→ **DIRECTIONS FOR THIS TASK**:
Extract each line of the data below exactly as written.

→ **GIVEN RECORDS**:
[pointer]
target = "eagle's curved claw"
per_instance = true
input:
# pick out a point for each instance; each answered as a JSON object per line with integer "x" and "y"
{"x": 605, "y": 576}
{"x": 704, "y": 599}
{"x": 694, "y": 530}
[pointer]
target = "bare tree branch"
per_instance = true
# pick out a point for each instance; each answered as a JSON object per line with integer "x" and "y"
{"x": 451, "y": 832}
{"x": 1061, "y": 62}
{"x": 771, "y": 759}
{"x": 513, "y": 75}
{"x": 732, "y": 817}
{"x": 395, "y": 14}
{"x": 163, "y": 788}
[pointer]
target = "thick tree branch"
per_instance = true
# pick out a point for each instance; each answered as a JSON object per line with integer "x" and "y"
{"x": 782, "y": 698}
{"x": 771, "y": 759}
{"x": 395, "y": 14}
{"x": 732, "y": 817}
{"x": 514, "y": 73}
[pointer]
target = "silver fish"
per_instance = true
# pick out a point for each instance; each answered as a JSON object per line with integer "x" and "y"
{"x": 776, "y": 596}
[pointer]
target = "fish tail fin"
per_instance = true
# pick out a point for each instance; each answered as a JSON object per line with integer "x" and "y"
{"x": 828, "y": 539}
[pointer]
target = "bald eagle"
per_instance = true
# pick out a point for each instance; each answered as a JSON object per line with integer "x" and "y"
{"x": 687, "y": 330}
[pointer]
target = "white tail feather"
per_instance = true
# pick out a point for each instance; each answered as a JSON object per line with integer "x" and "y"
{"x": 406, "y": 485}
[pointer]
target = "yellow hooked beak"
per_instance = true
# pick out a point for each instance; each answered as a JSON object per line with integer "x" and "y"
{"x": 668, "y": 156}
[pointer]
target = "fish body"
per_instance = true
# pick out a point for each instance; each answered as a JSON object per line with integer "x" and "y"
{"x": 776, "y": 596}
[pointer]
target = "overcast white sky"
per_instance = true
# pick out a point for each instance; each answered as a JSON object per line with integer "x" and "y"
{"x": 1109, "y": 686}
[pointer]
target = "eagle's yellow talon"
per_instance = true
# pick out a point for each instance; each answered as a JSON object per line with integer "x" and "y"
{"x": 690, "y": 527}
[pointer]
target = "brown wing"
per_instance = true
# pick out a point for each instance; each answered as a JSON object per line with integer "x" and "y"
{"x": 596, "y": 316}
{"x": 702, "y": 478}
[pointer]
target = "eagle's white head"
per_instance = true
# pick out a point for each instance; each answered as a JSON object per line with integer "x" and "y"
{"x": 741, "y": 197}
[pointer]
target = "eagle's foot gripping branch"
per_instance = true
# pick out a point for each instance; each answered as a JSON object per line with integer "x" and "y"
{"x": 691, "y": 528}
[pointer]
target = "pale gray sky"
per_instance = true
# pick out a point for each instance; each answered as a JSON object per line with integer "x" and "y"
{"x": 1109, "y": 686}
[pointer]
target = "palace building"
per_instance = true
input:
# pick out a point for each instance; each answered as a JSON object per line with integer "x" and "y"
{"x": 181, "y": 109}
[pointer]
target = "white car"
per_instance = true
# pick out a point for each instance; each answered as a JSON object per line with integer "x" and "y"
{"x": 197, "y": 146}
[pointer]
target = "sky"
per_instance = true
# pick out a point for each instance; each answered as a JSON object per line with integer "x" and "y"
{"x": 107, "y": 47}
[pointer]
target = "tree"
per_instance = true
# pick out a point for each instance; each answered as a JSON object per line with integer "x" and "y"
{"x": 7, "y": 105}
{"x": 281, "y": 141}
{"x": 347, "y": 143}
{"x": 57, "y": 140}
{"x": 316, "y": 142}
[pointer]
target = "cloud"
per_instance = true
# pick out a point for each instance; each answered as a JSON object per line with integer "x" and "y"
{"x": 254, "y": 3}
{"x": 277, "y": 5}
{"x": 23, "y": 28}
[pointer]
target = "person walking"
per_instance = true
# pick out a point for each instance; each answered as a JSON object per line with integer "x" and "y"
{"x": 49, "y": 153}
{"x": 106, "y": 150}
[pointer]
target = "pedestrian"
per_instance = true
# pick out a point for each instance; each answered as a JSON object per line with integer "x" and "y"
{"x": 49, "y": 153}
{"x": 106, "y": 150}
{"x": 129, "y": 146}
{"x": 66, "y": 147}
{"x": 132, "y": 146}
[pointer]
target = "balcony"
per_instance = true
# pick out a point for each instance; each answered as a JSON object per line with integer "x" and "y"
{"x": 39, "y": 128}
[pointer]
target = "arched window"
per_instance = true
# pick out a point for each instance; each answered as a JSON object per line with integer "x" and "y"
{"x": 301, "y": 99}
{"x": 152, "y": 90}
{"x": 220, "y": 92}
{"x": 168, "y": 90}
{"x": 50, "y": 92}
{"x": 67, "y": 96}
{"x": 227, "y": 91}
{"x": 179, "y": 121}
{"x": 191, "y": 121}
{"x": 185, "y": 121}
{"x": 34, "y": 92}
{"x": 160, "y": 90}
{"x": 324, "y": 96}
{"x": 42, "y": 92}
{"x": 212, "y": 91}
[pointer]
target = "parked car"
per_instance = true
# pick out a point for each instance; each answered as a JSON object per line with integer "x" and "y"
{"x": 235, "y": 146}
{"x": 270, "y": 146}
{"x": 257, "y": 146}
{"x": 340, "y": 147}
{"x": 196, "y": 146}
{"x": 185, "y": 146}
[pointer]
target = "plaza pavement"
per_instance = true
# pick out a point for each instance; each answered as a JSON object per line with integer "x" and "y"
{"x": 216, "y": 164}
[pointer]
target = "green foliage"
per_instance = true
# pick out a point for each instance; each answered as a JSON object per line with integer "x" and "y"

→ **RESPONSE**:
[pointer]
target = "eagle's curved claw"
per_instance = true
input:
# pick out a point for each instance; each answered as a JSON object per line with integer "x" and "y"
{"x": 605, "y": 576}
{"x": 704, "y": 599}
{"x": 694, "y": 530}
[pointer]
target = "bare tree branch"
per_instance = true
# pick out a point for each instance; each answered as a JSON object per line with integer "x" and "y"
{"x": 451, "y": 832}
{"x": 1061, "y": 62}
{"x": 771, "y": 759}
{"x": 513, "y": 75}
{"x": 732, "y": 817}
{"x": 395, "y": 14}
{"x": 163, "y": 788}
[pointer]
target = "thick tree branch"
per_instance = true
# pick out a point for each instance; each answered as a JSON object per line with integer "x" and "y"
{"x": 782, "y": 698}
{"x": 771, "y": 759}
{"x": 395, "y": 14}
{"x": 732, "y": 817}
{"x": 514, "y": 73}
[pointer]
target = "silver fish"
per_instance = true
# pick out a point for each instance; each answered as a JSON object per line with integer "x" and "y"
{"x": 776, "y": 596}
[pointer]
target = "fish tail fin"
per_instance = true
# pick out a point for each instance; each answered as a JSON object per line with integer "x" and "y"
{"x": 828, "y": 539}
[pointer]
target = "bald eagle"
per_instance = true
# pick out a point for each instance; each answered as a JSON object per line with integer "x" and "y"
{"x": 687, "y": 330}
[pointer]
target = "white tail feather"
per_instance = true
# pick out a point for each instance; each answered as a JSON object per line with integer "x" and "y"
{"x": 406, "y": 485}
[pointer]
target = "yellow hooked beak"
per_instance = true
# pick out a point for each instance; each answered as a JSON object per line with integer "x" and "y"
{"x": 668, "y": 156}
[pointer]
target = "fish body"
per_instance = true
# pick out a point for each instance; each answered as a JSON object per line with integer "x" and "y"
{"x": 776, "y": 596}
[pointer]
target = "overcast white sky"
per_instance = true
# pick out a point for each instance; each answered as a JSON object per line with integer "x" and "y"
{"x": 1109, "y": 686}
[pointer]
target = "eagle's yellow talon"
per_instance = true
# pick out a point for each instance; each answered as a JSON object per line with integer "x" and "y"
{"x": 690, "y": 527}
[pointer]
target = "brown wing"
per_instance = true
# pick out a point for each instance; each answered as a JSON object per line with integer "x" and "y"
{"x": 596, "y": 316}
{"x": 702, "y": 478}
[pointer]
target = "eagle's white head"
per_instance = true
# pick out a point for each instance; each answered as a JSON object per line with integer "x" and "y"
{"x": 741, "y": 197}
[pointer]
target = "eagle's foot gripping branch"
per_instance = true
# pick out a point for each instance; each answered as a JSON object per line with integer "x" and "y"
{"x": 691, "y": 528}
[pointer]
target = "pale gray sky"
per_instance = true
# pick out a point for each instance; each answered as a JSON object per line with integer "x" and "y"
{"x": 1109, "y": 686}
[pointer]
target = "palace building"
per_instance = true
input:
# pick out a point for each instance; each answered as a JSON object per line with integer "x" and "y"
{"x": 181, "y": 109}
[pointer]
target = "white car"
per_instance = true
# pick out a point for each instance; each answered as a JSON object per line with integer "x" and "y"
{"x": 197, "y": 146}
[pointer]
target = "sky"
per_instance = true
# pick out a point for each instance; each answered as a JSON object per line with integer "x" and "y"
{"x": 107, "y": 47}
[pointer]
target = "tree"
per_instance = true
# pick out a point for each instance; each answered as a JSON object per line with integer "x" and "y"
{"x": 7, "y": 105}
{"x": 281, "y": 141}
{"x": 347, "y": 143}
{"x": 57, "y": 140}
{"x": 316, "y": 142}
[pointer]
target = "cloud"
per_instance = true
# pick out a point for each instance; each answered as a JSON object per line with integer "x" and "y"
{"x": 254, "y": 3}
{"x": 277, "y": 5}
{"x": 23, "y": 28}
[pointer]
target = "person walking"
per_instance = true
# pick out a point for each instance; each answered as a JSON object per line with integer "x" and "y"
{"x": 49, "y": 153}
{"x": 106, "y": 150}
[pointer]
target = "pedestrian"
per_instance = true
# pick out a point for each instance; each answered as a JSON object per line with integer "x" and "y"
{"x": 49, "y": 153}
{"x": 106, "y": 150}
{"x": 129, "y": 146}
{"x": 66, "y": 147}
{"x": 132, "y": 146}
[pointer]
target = "balcony"
per_instance = true
# pick out a point for each instance; each answered as a JSON object per line with integer "x" and "y"
{"x": 39, "y": 128}
[pointer]
target = "arched window"
per_instance = true
# pick out a point for each instance; each answered as a JSON object per line with integer "x" and "y"
{"x": 301, "y": 99}
{"x": 152, "y": 90}
{"x": 220, "y": 92}
{"x": 168, "y": 90}
{"x": 50, "y": 92}
{"x": 67, "y": 96}
{"x": 227, "y": 91}
{"x": 179, "y": 121}
{"x": 191, "y": 121}
{"x": 185, "y": 121}
{"x": 34, "y": 92}
{"x": 160, "y": 90}
{"x": 324, "y": 96}
{"x": 42, "y": 92}
{"x": 212, "y": 91}
[pointer]
target = "parked car"
per_instance = true
# pick out a point for each instance; each answered as a JSON object per line with integer "x" and "y"
{"x": 235, "y": 146}
{"x": 270, "y": 146}
{"x": 257, "y": 146}
{"x": 340, "y": 147}
{"x": 196, "y": 146}
{"x": 185, "y": 146}
[pointer]
target = "plaza pavement"
per_instance = true
# pick out a point for each instance; each answered as a JSON object per line with integer "x" and "y"
{"x": 216, "y": 164}
[pointer]
target = "green foliage"
per_instance = true
# pick out a point for each instance; each answered as a JSON object per line with integer "x" and "y"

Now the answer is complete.